### [WHAT IS BEING ASKED]
Can you reproduce the Boondoggler's Bible article below word for word, from "The 68-member court" to "dollar on each."?

### [SELECTED PASSAGE]
»»
Monday, Jul. 26, 1971

Boondoggler's Bible

FRANCE Boondoggler's Bible "Stuck in the back of his palace," Napoleon once remarked, "the Emperor can know only what people care to tell him. The Cour des Comptes will keep him informed." To check up on financial high jinks and bureaucratic boon-dogglery in his empire, Bonaparte in 1807 revived the medieval accounting court that had been abolished during the revolution.

The 68-member court is still at it, but the day is long past when its revelations could cost a finagler his job --or even his head. "Far be it from us to want to do a scalp dance around public officials," says one of the court's judges. Yet, as a measure of malfeasance in high places and low, the court's annual report, published in paperback last week for $1.50, has become something of a boondoggler's bible. The report names no names and initiates no punitive action, but the mere threat of publication has been known to bring straying functionaries back into line. If nothing else, the booklet serves to remind Frenchmen of the flimflamming--and foolishness --of their civil servants. Some of the cases cited this year:

>The Institut National Pedagogique purchased 3,000 scales for $17 apiece. Had it ordered one more scale, i.e., 3,001, it could have saved nearly a dollar on each.

> The Paris Opera, perennially pressed for money, has given away 20% of its better seats free over the past five years.

> High government officials issued first-class airplane tickets by their ministries have been cashing them in for economy seats and pocketing the difference.

>Two companies with contracts for missiles and jets forgot to reimburse the government more than $1,000,000 that had been advanced to them. They suddenly remembered to do so when the court began probing.

> In 1959 a Pyrenees psychiatric hospital turned its 85 acres of farm land into a golf course so that patients could mingle with townspeople in a normal atmosphere. The hospital has since spent $60,000 on the course and even put a pro on its payroll. But the only patients who ever appear on the course, the report notes, are there "to mow the greens and to caddy for the townspeople." In a spirited if not particularly s ' compassionate defense, Senator Pierre Mailhe, who represents Hautes-Pyrenees in the French upper house and also happens to be president of the golf club, declared last week: "It is not the club's job to teach the patients how to play golf. If they don't know the rudiments of the game, they'll carve up the greens."
««
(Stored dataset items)
»»
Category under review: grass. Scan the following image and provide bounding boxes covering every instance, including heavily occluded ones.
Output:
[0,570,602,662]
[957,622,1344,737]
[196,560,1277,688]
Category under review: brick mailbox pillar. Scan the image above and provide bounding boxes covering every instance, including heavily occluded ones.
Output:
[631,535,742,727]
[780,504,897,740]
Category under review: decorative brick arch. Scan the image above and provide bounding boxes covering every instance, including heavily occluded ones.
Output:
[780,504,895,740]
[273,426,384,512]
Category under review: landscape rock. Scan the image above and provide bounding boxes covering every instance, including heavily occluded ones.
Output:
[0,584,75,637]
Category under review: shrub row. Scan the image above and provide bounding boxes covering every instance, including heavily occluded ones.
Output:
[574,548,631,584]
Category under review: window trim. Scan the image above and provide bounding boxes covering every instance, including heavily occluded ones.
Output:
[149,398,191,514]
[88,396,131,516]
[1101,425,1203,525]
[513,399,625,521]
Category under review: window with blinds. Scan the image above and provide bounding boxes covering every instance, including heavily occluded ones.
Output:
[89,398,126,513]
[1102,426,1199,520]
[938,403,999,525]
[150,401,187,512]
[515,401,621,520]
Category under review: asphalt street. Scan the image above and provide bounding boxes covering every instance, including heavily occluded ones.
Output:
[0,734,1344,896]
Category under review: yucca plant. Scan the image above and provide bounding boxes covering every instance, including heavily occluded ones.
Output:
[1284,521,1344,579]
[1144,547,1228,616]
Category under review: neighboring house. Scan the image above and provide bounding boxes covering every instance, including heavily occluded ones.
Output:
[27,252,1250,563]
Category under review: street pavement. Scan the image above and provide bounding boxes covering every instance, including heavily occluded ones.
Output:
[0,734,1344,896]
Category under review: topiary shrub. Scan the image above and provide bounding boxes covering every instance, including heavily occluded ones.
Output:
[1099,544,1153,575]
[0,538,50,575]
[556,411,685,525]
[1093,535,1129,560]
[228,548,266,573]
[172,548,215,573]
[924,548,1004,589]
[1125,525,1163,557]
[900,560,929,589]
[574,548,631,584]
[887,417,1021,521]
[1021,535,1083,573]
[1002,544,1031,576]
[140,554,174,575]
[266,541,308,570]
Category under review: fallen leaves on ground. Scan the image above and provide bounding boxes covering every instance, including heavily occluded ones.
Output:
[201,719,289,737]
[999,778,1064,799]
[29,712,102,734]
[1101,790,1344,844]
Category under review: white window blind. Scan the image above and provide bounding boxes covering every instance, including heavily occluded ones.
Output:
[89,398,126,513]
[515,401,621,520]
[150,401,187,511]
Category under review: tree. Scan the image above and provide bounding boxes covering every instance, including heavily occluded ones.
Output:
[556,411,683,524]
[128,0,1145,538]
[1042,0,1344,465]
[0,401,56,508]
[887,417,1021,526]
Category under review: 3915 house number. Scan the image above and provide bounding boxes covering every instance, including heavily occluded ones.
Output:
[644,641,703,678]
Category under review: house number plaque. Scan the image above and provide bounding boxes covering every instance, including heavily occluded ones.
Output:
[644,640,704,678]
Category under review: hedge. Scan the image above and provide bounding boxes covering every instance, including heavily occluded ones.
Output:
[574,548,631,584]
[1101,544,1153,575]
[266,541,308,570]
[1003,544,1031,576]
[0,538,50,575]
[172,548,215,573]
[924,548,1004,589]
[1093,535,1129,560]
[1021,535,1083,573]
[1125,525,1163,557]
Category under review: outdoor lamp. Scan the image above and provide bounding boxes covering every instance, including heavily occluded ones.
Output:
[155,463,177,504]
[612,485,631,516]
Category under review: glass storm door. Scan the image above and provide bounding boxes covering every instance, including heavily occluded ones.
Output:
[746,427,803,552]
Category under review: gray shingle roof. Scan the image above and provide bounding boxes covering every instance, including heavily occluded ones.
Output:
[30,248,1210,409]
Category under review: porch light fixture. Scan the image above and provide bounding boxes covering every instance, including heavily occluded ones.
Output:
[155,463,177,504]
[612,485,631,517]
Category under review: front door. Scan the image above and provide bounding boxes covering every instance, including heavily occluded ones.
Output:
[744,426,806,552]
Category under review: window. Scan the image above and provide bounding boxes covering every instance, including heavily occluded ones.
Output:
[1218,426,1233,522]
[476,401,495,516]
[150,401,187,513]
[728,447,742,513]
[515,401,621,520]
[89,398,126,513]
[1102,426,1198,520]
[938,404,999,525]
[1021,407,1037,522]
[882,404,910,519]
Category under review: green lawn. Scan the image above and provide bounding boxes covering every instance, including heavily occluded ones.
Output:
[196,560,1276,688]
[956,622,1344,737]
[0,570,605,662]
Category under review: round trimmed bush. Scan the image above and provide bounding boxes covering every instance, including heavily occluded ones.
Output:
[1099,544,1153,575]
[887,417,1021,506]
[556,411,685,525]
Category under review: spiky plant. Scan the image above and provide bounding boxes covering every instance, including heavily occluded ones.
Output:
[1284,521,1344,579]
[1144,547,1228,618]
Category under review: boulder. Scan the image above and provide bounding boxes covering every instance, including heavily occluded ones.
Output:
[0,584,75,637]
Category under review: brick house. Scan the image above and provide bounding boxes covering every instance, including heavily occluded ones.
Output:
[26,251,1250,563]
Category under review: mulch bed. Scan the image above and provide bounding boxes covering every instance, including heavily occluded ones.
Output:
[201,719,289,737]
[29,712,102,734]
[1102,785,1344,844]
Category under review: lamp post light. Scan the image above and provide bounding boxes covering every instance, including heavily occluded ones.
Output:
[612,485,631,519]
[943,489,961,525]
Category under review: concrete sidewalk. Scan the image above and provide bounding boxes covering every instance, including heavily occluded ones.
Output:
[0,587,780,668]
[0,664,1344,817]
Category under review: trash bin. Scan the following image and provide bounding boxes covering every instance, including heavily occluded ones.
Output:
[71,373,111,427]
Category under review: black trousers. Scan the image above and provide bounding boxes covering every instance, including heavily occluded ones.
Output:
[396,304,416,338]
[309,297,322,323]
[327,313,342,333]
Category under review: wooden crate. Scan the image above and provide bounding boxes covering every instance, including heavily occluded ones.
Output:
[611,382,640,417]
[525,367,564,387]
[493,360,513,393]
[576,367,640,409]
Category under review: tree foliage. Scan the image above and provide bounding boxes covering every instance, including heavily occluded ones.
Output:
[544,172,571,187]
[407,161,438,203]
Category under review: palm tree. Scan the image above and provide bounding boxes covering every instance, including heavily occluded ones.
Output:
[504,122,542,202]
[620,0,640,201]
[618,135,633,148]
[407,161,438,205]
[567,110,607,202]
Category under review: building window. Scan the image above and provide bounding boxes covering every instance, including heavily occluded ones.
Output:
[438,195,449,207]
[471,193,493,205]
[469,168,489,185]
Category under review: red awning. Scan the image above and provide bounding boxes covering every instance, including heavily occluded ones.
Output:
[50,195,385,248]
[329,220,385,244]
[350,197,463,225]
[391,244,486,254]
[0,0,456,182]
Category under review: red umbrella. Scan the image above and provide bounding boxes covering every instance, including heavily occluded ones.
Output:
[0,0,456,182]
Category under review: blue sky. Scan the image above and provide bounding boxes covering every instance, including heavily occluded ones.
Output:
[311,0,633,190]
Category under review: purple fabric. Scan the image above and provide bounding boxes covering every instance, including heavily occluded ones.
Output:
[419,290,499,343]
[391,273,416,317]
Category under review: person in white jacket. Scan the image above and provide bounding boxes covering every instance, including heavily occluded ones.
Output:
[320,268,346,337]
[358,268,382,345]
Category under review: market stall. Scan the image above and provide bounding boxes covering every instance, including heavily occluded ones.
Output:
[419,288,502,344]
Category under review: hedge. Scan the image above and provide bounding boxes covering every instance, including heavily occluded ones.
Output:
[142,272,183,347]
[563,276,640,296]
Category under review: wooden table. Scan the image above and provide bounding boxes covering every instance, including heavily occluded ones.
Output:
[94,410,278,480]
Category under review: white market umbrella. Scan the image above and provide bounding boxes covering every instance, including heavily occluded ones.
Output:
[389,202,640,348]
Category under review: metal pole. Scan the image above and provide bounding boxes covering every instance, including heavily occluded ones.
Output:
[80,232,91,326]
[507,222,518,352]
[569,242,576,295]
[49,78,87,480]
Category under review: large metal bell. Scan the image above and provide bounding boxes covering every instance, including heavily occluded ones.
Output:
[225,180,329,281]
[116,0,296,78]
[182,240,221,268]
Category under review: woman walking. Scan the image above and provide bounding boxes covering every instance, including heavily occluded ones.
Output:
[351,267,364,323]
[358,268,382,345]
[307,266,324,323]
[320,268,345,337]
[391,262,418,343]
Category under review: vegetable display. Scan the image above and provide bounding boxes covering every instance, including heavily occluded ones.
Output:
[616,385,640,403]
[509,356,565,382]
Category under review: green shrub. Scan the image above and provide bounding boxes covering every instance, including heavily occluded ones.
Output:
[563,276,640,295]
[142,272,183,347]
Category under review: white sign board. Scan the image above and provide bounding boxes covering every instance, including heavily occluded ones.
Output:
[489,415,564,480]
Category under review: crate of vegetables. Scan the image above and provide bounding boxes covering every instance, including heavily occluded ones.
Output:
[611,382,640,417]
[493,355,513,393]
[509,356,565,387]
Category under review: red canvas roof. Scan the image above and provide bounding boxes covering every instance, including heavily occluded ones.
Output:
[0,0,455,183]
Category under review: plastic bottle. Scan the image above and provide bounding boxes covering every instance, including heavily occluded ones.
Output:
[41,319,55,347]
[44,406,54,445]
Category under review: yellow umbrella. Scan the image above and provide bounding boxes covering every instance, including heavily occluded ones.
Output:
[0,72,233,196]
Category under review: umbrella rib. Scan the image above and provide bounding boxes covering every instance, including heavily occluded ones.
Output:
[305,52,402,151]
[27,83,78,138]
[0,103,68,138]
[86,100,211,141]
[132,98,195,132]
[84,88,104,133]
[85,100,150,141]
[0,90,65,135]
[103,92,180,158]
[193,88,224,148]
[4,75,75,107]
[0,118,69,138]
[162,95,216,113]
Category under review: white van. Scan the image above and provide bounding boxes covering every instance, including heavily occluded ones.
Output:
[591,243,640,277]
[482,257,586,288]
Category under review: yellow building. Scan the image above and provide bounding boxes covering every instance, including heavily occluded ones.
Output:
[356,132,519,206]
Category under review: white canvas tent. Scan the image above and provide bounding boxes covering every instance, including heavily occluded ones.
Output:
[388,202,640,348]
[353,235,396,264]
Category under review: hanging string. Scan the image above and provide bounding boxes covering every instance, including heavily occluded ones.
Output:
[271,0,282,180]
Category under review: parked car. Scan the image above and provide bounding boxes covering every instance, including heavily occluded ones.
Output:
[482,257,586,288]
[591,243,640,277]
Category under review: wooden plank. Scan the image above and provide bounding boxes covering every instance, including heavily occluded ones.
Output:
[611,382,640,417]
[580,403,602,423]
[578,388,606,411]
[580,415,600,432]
««
### [TASK RESPONSE]
The 68-member court is still at it, but the day is long past when its revelations could cost a finagler his job --or even his head. "Far be it from us to want to do a scalp dance around public officials," says one of the court's judges. Yet, as a measure of malfeasance in high places and low, the court's annual report, published in paperback last week for $1.50, has become something of a boondoggler's bible. The report names no names and initiates no punitive action, but the mere threat of publication has been known to bring straying functionaries back into line. If nothing else, the booklet serves to remind Frenchmen of the flimflamming--and foolishness --of their civil servants. Some of the cases cited this year:

>The Institut National Pedagogique purchased 3,000 scales for $17 apiece. Had it ordered one more scale, i.e., 3,001, it could have saved nearly a dollar on each.